■ Latihan Soal
**a)** Menurut teks tentang ekologi dan ekonomi Indonesia, berapa persen rata-rata upah gaji karyawan atau buruh turun per Agustus 2020 menurut BPS?
**b)** Tuliskan lanjutan teks tentang ekologi dan ekonomi Indonesia, dimulai setelah kalimat terakhirnya.

■ Teks yang Disediakan
::::::::

Karena itu, sudah seharusnya kita memperhitungkan sejak awal dan saat ini, apa dampaknya akan separah ini jika bumi kian hari digerogoti nafsu kapitalisme tanpa mencermati aspek ekologisnya? Sebab sampai saat ini kapitalisme menyuarakan untuk memperhatikan ekologi, padahal selalu kalah nyaring dengan kepentingan ekonomi.
Ekologi Defisit, Ekonomi Pailit
Indonesia kian hari kian terpuruk, apalagi di tengah pandemi yang melanda. Besarnya Produk Domestik Bruto (PDB) dan pendapatan rumah tangga tidak tampak adanya korelasi dengan kerusakan alam yang harus dibayar.
Badan Pusat Statistik (BPS) mencatat rata-rata upah gaji karyawan atau buruh per Agustus 2020 turun 5,2 persen, dari Rp2,89 juta menjadi Rp2,76 juta. Indikasi lain, data Gaikindo mencatat penjualan merek premium dan mewah relatif tidak terpengaruh karena masyarakat kelas atas cukup kokoh dalam perekonomiannya.
Di sisi lain, posisi utang pemerintah Indonesia hingga akhir Desember 2020 mencapai Rp6.074,56 triliun. Angka ini naik Rp1.296,56 triliun dalam setahun. Pemerintah tentu perlu mengguyur anggaran stimulus yang besar untuk menjaga kondisi perekonomian di tengah pandemi yang semakin memburuk.(cnbcindonesia.com, 17/02/2020)

::::::::

■ Data Tercatat
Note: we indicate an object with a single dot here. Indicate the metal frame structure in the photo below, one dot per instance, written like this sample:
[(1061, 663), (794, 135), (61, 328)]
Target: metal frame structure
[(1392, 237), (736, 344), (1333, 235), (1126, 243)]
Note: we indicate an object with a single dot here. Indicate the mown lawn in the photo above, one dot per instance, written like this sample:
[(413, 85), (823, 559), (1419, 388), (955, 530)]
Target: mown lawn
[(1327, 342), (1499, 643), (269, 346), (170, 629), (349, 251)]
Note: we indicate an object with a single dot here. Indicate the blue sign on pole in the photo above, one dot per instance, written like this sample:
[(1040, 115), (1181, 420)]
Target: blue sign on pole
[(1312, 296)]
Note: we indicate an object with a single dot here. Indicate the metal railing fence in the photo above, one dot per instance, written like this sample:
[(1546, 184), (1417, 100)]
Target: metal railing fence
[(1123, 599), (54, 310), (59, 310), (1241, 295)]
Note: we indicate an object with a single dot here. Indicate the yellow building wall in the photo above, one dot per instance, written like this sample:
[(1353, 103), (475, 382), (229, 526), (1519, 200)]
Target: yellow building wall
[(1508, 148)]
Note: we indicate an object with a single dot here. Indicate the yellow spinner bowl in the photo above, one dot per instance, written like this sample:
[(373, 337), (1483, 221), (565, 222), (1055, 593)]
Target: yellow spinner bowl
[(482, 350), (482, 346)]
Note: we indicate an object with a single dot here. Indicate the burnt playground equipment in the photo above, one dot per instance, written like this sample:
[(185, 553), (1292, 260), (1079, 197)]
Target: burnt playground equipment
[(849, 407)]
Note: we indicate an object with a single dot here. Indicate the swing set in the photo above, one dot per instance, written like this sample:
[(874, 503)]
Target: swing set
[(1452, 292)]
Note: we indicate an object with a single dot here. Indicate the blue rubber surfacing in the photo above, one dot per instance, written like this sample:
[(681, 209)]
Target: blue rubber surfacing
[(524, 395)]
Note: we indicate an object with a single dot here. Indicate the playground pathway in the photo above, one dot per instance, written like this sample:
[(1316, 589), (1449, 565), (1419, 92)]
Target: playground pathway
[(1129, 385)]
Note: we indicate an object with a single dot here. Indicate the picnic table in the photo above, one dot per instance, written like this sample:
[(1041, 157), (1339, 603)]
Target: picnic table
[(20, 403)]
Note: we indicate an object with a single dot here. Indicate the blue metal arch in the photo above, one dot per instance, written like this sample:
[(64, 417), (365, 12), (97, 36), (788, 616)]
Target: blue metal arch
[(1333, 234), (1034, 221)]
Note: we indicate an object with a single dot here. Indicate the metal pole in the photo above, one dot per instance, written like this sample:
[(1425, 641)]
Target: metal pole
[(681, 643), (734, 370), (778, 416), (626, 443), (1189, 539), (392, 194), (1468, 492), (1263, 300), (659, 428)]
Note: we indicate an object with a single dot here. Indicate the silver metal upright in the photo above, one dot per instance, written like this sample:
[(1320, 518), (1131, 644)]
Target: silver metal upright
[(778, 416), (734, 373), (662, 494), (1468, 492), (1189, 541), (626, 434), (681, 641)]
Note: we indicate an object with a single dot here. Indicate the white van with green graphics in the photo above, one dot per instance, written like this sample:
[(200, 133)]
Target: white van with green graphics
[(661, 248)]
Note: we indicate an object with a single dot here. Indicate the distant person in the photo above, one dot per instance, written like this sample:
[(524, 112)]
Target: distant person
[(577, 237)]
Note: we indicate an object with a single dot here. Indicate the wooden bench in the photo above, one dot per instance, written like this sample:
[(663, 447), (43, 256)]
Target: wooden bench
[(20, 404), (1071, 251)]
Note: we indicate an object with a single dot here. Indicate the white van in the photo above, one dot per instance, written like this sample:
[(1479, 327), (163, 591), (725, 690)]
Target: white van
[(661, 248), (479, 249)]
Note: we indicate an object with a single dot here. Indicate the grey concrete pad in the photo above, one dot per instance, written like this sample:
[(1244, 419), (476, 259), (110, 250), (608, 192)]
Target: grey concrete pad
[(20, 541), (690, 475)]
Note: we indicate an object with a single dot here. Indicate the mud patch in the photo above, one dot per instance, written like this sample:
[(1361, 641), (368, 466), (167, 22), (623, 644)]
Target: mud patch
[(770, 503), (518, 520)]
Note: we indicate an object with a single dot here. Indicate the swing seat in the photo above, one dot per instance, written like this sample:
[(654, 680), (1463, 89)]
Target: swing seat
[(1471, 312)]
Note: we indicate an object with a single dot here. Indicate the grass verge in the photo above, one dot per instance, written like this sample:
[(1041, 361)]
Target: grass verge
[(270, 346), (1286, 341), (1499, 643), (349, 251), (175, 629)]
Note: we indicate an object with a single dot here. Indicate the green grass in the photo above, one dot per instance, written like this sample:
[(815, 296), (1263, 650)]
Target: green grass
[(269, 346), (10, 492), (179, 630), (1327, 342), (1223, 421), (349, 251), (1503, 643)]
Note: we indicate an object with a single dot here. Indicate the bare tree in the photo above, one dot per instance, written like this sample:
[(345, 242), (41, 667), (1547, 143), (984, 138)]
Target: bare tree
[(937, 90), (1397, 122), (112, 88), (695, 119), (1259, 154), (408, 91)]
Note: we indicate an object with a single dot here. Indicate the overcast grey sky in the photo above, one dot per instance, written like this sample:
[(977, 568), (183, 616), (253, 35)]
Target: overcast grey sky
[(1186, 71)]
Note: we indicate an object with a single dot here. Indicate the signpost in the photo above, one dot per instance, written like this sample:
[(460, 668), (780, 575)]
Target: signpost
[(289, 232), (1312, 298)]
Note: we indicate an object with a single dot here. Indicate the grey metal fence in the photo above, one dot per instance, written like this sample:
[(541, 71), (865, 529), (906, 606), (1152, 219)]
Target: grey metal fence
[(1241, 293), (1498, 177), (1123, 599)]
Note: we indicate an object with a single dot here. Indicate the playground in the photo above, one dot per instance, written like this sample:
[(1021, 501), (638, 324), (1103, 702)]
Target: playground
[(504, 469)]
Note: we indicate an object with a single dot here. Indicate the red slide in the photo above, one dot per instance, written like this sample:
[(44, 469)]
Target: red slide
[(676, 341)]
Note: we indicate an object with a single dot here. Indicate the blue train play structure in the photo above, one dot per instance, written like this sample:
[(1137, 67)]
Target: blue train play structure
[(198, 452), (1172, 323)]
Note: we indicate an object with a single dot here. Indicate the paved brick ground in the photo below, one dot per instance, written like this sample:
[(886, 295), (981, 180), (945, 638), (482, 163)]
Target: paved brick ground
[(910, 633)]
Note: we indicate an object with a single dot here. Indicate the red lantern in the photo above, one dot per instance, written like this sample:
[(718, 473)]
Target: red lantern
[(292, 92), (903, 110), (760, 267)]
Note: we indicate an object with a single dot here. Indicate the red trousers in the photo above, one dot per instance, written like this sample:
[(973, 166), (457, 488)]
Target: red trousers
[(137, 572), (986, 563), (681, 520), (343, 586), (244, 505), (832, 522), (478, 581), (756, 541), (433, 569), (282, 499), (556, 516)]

::::::::

■ Jawaban Latihan
**a)** Turun 5,2 persen, dari Rp2,89 juta menjadi Rp2,76 juta.

**b)**
Sungguh jelas kerugian bagi negeri ini. Saat satu sumber daya alam dieksploitasi, tapi tidak ada pengaruh sedikit pun dalam menuntaskan kemiskinan rakyatnya. Disparitas ekonomi kelompok atas dan kelompok bawah semakin timpang. Pandemi hanya menjadikan si miskin semakin menderita, dan si kaya semakin sejahtera.
Distribusi Ekonomi dalam Islam
Sumber daya alam yang ada di dunia ini memiliki jumlah yang cukup untuk manusia hingga hari kiamat. Khususnya Indonesia, Allah Swt., memberikan negeri ini kekayaan alam yang melimpah, sampai diberi julukan "Gemah Ripah Loh Jinawi". Sumber daya alam akan terasa kurang apabila disikapi dengan keserakahan manusia. Dan yang menjadikan cukup adalah keberkahan.
Seperangkat aturan kapitalis dalam sistem demokrasi, membuat harta kepemilikan umum tidak terdistribusi secara merata bagi seluruh manusia. Padahal, sejatinya harta yang terkategori kepemilikan umum itu haram untuk dimiliki secara pribadi.
Rasulullah Saw., bersabda,
“Kaum Muslim berserikat dalam tiga perkara yaitu padang rumput, air dan api.” (HR Abu Dawud dan Ahmad)
Hadist tersebut menegaskan bahwa sumber daya alam, baik hayati dan nonhayati merupakan kepemilikan umum, maka manusia berserikat dalam memilikinya. Oleh karena itu, sumber daya alam tidak boleh dimiliki atau dikuasai secara individu atau pribadi, beberapa individu maupun negara. Harta semacam ketiganya itu merupakan kepemilikan umat secara berserikat. Namun, agar semua dapat mengakses dan mengambil manfaat dari ketiganya, maka negara dapat mewakili masyarakat mengelola dan mengatur pemanfaatan kepemilikan umum itu. yakni agar semua masyarakat bisa dengan mudah mengakses dan mendapatkan manfaat secara adil dan merata dari harta-harta milik umum tersebut.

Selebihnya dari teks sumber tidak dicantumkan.